# Start of Excerpted records

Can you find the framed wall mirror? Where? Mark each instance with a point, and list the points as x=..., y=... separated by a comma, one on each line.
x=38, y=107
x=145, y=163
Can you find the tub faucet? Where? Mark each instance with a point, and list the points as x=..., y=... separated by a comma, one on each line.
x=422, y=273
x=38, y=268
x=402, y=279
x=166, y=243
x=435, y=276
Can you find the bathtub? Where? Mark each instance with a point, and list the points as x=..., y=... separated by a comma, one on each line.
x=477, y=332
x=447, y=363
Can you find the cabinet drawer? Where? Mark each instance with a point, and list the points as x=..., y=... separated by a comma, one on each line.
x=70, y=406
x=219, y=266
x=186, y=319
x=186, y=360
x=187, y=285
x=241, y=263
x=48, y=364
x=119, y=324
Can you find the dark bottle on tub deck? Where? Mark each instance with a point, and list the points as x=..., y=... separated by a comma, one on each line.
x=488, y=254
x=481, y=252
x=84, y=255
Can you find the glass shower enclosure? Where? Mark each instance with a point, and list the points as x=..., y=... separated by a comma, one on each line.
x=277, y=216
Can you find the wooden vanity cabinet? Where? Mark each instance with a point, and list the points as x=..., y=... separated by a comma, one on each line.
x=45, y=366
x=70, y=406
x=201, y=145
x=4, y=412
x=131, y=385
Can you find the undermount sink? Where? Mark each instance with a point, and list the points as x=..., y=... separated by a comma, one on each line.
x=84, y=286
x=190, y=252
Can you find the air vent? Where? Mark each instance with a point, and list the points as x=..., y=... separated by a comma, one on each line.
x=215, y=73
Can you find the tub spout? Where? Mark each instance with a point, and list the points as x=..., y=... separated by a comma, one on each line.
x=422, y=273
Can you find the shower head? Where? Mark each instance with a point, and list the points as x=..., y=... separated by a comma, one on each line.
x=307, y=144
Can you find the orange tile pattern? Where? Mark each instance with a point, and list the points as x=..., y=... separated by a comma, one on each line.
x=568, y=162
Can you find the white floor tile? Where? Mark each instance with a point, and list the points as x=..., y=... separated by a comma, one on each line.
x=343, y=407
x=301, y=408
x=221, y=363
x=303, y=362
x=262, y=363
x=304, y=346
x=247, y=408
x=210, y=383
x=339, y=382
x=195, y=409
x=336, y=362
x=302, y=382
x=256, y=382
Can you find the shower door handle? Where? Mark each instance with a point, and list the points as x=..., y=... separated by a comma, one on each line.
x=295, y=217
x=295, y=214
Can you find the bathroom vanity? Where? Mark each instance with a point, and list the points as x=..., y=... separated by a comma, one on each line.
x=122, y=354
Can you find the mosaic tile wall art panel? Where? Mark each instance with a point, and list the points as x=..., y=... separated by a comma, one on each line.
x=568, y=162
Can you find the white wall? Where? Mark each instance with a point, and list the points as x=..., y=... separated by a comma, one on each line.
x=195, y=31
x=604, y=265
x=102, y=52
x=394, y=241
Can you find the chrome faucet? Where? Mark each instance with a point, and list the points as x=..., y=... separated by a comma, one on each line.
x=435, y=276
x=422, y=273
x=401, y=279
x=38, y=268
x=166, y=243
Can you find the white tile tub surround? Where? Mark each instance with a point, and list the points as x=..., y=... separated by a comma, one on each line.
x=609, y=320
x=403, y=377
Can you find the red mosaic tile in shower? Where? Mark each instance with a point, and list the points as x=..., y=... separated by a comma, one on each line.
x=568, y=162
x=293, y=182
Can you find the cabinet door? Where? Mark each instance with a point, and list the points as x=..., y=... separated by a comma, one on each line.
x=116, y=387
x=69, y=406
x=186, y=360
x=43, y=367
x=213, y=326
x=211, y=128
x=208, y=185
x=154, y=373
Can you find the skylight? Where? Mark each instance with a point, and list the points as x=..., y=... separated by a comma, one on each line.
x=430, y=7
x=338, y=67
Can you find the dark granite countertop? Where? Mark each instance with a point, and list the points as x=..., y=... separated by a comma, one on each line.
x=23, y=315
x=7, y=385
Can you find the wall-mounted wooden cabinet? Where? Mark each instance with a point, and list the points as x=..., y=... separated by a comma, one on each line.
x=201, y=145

# End of Excerpted records

■ **Written exercise**: Copy out the data above line for line, with no changes.

■ **Written response**:
Can you find the framed wall mirror? Where? Mark each instance with a point, and list the points as x=..., y=... separated by a comma, one on each line.
x=38, y=107
x=145, y=163
Can you find the tub faucet? Where? Mark each instance with a point, and list the points as x=..., y=... separated by a comma, one on each line.
x=422, y=273
x=38, y=268
x=402, y=279
x=166, y=243
x=435, y=276
Can you find the bathtub? Where? Mark each instance with a point, and list the points as x=..., y=... separated by a comma, one on each line.
x=477, y=332
x=447, y=363
Can you find the cabinet drawer? Where? Mark each instance with a point, and list the points as x=..., y=... separated by a comma, one on each line.
x=70, y=406
x=219, y=266
x=186, y=319
x=186, y=360
x=187, y=285
x=241, y=263
x=48, y=364
x=119, y=324
Can you find the dark bottle on tub deck? Where? Mark each instance with a point, and list the points as x=..., y=... separated by a comma, one on each line.
x=488, y=254
x=481, y=252
x=84, y=255
Can you find the glass shower enclosure? Where? Mark each instance with a point, and list the points as x=..., y=... separated by a comma, one on each line.
x=277, y=216
Can you find the wooden vanity cabinet? Where? Mark each instance with a point, and list the points as x=..., y=... separated by a comma, one on each line.
x=45, y=366
x=70, y=406
x=201, y=145
x=4, y=412
x=131, y=385
Can you find the undermount sink? Where? Mark each instance with a point, and list the points as x=..., y=... separated by a comma, one on each line.
x=84, y=286
x=190, y=252
Can you find the air vent? Where? Mark each instance with a point, and list the points as x=..., y=... separated by a comma, one on each line.
x=215, y=73
Can you find the tub spout? Where? Mark each instance with a point, and list the points as x=..., y=... separated by a comma, one on each line.
x=422, y=273
Can you find the shower head? Where? Mark each instance with a point, and list the points as x=..., y=... separated by a comma, one on each line.
x=307, y=144
Can you find the orange tile pattern? Where? Mark each instance with a point, and list the points as x=..., y=... separated by a comma, one on each line.
x=568, y=162
Can you find the white floor tile? Where? Mark each instance with a point, and list the points as x=..., y=... separated by a comma, one on each line.
x=343, y=407
x=301, y=408
x=221, y=363
x=303, y=362
x=262, y=363
x=304, y=346
x=247, y=408
x=210, y=383
x=339, y=382
x=195, y=409
x=336, y=362
x=302, y=382
x=256, y=382
Can you find the shower door handle? Where? Mark each instance with a point, and list the points as x=..., y=... separated by a comma, one on each line.
x=295, y=217
x=295, y=214
Can you find the bathroom vanity? Where? Mark each instance with a point, and list the points as x=..., y=... separated by a comma, one on each line.
x=122, y=354
Can you find the mosaic tile wall art panel? Where? Mark each instance with a point, and list the points as x=..., y=... separated by a comma, one on each line.
x=568, y=162
Can you find the white wall? Where? Mark each instance with a point, and list the points as x=..., y=... separated by a comma, one on each line.
x=195, y=31
x=604, y=265
x=102, y=52
x=394, y=241
Can you find the chrome faucet? Where? Mark each instance with a point, and list the points as x=..., y=... separated by a comma, one on each line.
x=435, y=276
x=422, y=273
x=401, y=279
x=38, y=268
x=166, y=243
Can you find the white tile tub surround? Where? Mark each instance with a point, and list the points as x=..., y=... separated by a comma, one on each line.
x=609, y=320
x=403, y=377
Can you find the red mosaic tile in shower? Where? Mark each instance with a point, and list the points as x=..., y=... separated by a comma, one on each line.
x=568, y=162
x=293, y=182
Can you find the cabinet door? Where? Mark each instance with a point, and list the points as x=..., y=... separated by a comma, one on each line.
x=116, y=387
x=69, y=406
x=186, y=360
x=43, y=367
x=213, y=326
x=211, y=128
x=208, y=185
x=154, y=373
Can you find the skylight? Where? Mark each instance with a point, and list the points as x=..., y=... separated by a comma, one on each line.
x=430, y=7
x=338, y=67
Can you find the dark granite countertop? Where? Mark each instance with a point, and list the points as x=..., y=... separated by a comma, one on each line.
x=23, y=315
x=7, y=385
Can you find the wall-mounted wooden cabinet? Where? Mark each instance with a point, and list the points as x=..., y=... separated by a comma, one on each line.
x=201, y=145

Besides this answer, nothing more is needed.